EXTRACTED DATA

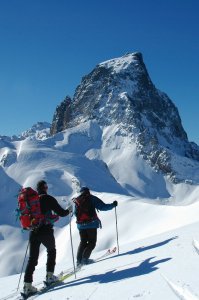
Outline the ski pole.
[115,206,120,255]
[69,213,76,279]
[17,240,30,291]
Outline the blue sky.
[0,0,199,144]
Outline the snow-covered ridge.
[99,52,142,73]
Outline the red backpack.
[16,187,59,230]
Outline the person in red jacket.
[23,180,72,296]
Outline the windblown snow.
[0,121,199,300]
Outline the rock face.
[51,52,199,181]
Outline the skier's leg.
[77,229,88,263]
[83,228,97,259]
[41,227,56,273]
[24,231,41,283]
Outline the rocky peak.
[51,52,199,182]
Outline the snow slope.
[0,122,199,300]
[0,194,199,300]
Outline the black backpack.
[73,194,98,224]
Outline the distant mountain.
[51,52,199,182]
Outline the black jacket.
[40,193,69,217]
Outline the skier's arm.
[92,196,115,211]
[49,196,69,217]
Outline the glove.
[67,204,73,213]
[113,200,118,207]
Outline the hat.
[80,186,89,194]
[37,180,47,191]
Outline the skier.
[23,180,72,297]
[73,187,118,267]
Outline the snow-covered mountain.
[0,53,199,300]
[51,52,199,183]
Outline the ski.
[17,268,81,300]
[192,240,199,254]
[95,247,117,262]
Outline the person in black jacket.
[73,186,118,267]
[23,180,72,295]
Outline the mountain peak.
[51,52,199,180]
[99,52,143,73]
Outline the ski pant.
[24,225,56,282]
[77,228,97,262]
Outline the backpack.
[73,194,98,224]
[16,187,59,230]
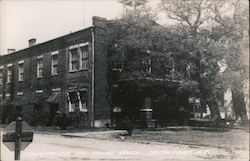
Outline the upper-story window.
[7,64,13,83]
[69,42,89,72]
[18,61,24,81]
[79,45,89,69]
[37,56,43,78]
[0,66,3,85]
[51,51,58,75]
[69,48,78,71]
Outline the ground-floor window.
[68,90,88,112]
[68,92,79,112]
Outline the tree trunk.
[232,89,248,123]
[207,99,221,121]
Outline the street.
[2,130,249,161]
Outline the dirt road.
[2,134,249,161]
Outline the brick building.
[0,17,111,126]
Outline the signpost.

PROBLEM
Rewrite every line from the start of the material through the line with "[51,52,199,181]", adding 149 to each number in the bounding box coordinates and leaving the other lines as they are. Leave the pictures out of your answer.

CORRECT RESPONSE
Outline the ski pole.
[264,355,269,404]
[218,362,225,428]
[166,389,179,440]
Outline the blue sky.
[149,149,348,293]
Outline the snow-covered ridge.
[248,201,291,222]
Outline the red backpack.
[165,336,208,379]
Outline the person in red jacket.
[172,329,221,445]
Outline the windblown snow.
[149,270,348,449]
Outline the rock face.
[200,201,348,330]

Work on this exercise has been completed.